* **Tareas por realizar**
A. Indica si cada afirmación concuerda con el texto sobre ciencia ficción chilena: (i) quien escribe ya había leído a Jorge Baradit en una antología; (ii) quien escribe ya conocía a Francisco Ortega; (iii) los cuentos se encontraron en una biblioteca digital. Responde sí o no a cada una y cita literalmente las palabras del texto que lo deciden.
B. Prosigue el texto sobre ciencia ficción chilena a partir de su última oración.

* **Texto proporcionado**
************

Alter Ego
Hugo Correa
Guiado por el artículo EN DEFENSA DE LA CIENCIA FICCION CHILENA de Paulina Arancibia en http://www.nerdnews.cl/?p=5480 mi amigo Marcelo Novoa habla de 3 autores chilenos, de ellos a Jorge Baradit lo he leído en QUBIT Antología de la Nueva Ciencia Ficción Latinoamericana y me parece estupendo; los otros: Francisco Ortega y Hugo Correa, son nuevos para mí. Buscando en mi biblioteca digital he encontrado los cuentos Altere Ego, Carrusel, Cuando Pilato se opuso, El Ataque de los selenitas, El que merodea en la lluvia, La 322, La bestia Marciana, La campana, La Esfera Lunar, Los Altísimos, Los ojos del Diablo,y Meccano.

************

* **Registros de datos**
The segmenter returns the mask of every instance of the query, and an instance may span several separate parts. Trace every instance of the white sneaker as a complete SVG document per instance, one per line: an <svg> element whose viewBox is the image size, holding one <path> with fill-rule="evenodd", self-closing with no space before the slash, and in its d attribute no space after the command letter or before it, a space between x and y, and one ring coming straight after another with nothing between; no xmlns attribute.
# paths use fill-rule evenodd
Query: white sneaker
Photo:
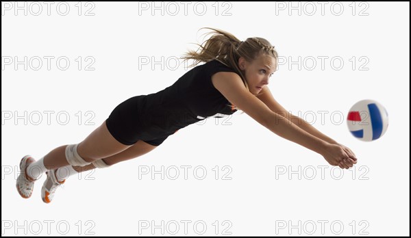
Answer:
<svg viewBox="0 0 411 238"><path fill-rule="evenodd" d="M41 188L41 198L45 203L51 202L51 200L54 197L55 189L66 181L64 179L60 182L57 179L57 177L55 176L56 170L52 170L46 172L47 178L46 178L46 181Z"/></svg>
<svg viewBox="0 0 411 238"><path fill-rule="evenodd" d="M33 188L34 187L34 182L36 180L29 177L27 174L27 166L35 162L36 160L30 155L26 155L20 161L21 173L17 177L16 181L16 187L20 196L24 198L29 198L33 194Z"/></svg>

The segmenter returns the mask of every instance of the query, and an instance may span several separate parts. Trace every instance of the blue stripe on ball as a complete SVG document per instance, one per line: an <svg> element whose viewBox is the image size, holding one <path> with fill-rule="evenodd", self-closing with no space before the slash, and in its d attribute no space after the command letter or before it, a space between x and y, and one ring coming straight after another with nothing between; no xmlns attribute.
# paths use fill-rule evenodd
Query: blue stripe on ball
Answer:
<svg viewBox="0 0 411 238"><path fill-rule="evenodd" d="M373 127L373 140L379 138L382 133L382 118L379 109L375 103L370 103L368 105L371 118L371 126Z"/></svg>
<svg viewBox="0 0 411 238"><path fill-rule="evenodd" d="M362 129L358 131L351 131L351 133L357 138L362 138L364 136L364 130Z"/></svg>

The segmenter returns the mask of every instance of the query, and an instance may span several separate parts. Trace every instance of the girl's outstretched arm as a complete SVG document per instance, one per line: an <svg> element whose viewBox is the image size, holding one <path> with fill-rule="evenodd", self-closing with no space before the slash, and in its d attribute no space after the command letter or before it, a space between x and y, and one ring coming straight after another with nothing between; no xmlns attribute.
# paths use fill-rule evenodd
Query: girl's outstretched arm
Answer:
<svg viewBox="0 0 411 238"><path fill-rule="evenodd" d="M275 134L318 153L332 166L349 168L355 163L341 146L311 135L271 110L245 88L236 73L219 72L212 81L229 101Z"/></svg>
<svg viewBox="0 0 411 238"><path fill-rule="evenodd" d="M348 154L350 158L352 158L356 161L357 161L356 155L348 147L341 144L339 144L334 140L330 138L329 137L327 136L326 135L317 130L315 127L310 124L301 118L292 115L288 111L286 110L286 109L284 109L274 98L273 94L271 94L271 92L270 91L270 89L268 87L263 88L260 92L262 93L262 94L257 96L257 98L261 100L267 107L269 107L269 108L271 111L282 116L290 123L293 123L294 124L299 127L301 129L306 131L306 132L309 133L310 134L318 138L320 138L329 144L334 144L340 146L344 149L344 150Z"/></svg>

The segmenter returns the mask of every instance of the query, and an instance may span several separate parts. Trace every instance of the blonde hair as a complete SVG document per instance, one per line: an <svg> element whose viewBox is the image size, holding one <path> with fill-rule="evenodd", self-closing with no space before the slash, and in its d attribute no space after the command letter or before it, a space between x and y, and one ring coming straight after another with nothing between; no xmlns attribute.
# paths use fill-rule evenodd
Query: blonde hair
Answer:
<svg viewBox="0 0 411 238"><path fill-rule="evenodd" d="M194 62L190 66L195 66L200 62L208 62L216 60L232 68L240 75L245 88L249 91L249 88L244 71L238 67L238 59L243 57L247 62L252 62L261 54L271 56L277 60L277 51L274 47L264 38L252 37L245 41L238 40L233 34L214 28L203 27L201 29L211 29L211 32L205 34L212 35L201 44L195 44L199 47L197 51L189 50L183 57L184 61L193 60ZM254 94L255 96L260 94ZM231 105L229 105L231 106ZM236 109L238 108L236 107Z"/></svg>

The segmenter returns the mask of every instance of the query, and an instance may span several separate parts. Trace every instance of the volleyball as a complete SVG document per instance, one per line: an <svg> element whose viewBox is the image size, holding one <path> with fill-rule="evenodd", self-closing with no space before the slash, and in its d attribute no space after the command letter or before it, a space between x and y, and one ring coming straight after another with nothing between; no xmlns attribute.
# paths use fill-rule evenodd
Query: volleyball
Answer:
<svg viewBox="0 0 411 238"><path fill-rule="evenodd" d="M388 114L376 101L362 100L349 109L347 122L349 131L356 138L371 142L386 133L388 127Z"/></svg>

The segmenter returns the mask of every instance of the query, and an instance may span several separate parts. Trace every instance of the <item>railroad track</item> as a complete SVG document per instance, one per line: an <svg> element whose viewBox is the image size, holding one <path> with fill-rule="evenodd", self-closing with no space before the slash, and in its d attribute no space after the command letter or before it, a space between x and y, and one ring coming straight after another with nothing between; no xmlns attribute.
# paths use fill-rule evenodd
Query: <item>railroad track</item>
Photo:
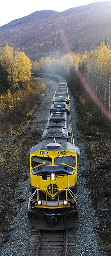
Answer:
<svg viewBox="0 0 111 256"><path fill-rule="evenodd" d="M66 230L51 231L33 229L28 255L74 256L74 239Z"/></svg>

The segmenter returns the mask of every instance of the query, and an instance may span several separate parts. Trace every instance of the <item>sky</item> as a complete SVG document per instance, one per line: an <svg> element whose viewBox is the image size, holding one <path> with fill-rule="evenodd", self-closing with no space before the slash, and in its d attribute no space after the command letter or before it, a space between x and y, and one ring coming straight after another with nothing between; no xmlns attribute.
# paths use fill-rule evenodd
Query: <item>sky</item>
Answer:
<svg viewBox="0 0 111 256"><path fill-rule="evenodd" d="M102 0L2 0L0 5L0 27L36 11L52 10L63 12L70 8L102 1Z"/></svg>

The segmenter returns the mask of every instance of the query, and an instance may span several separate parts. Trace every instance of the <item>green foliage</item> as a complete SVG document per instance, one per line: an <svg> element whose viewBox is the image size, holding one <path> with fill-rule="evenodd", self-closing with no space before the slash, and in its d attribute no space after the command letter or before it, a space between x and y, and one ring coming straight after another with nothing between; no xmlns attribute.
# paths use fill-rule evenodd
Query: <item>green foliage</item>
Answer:
<svg viewBox="0 0 111 256"><path fill-rule="evenodd" d="M105 35L111 44L111 3L101 1L60 12L35 12L0 28L0 43L13 42L33 61L97 48ZM106 40L106 39L105 39Z"/></svg>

************

* **Respuestas**
A.
(i) Sí: «a Jorge Baradit lo he leído en QUBIT Antología de la Nueva Ciencia Ficción Latinoamericana»
(ii) No: «los otros: Francisco Ortega y Hugo Correa, son nuevos para mí»
(iii) Sí: «Buscando en mi biblioteca digital he encontrado los cuentos»

B.
He leido por lo pronto ALTER EGO y me ha gustado, y se los comparto en este blog. Sobre Francisco Ortega no se mucho, no he encontrado un cuento suyo para leerlo. Si alguien lo tiene me lo comparte porfa a jminop@gmail.com
Sin más y con esta breve reseña del wikipedia sobre el autor, les dejo con el cuento (la ilustración es mía con un par de imagenes que me bajé del internet):
Hugo Correa Márquez (Curepto, 24 de mayo de 1926 - Santiago de Chile, 23 de marzo de 2008) fue un periodista y escritor chileno de ciencia ficción.
Nacido en Curepto, un pueblo campesino al interior de Talca. El reconocimiento de Ray Bradbury le permitió ver sus obras traducidas al inglés, francés, alemán, portugués y sueco; así como publicar en dos revistas clásicas: Fantasy and Science Fiction y Nueva Dimensión. En su país de origen su reconocimiento desde la cultura oficial chilena nunca llegó. Sus obras se anticiparon en lo temático a clásicos reconocidos como Mundo Anillo de Larry Niven o Solaris de Stanislaw Lem.
--Señor: Aquí está su Alter Ego. Tenga la bondad de firmar el
comprobante.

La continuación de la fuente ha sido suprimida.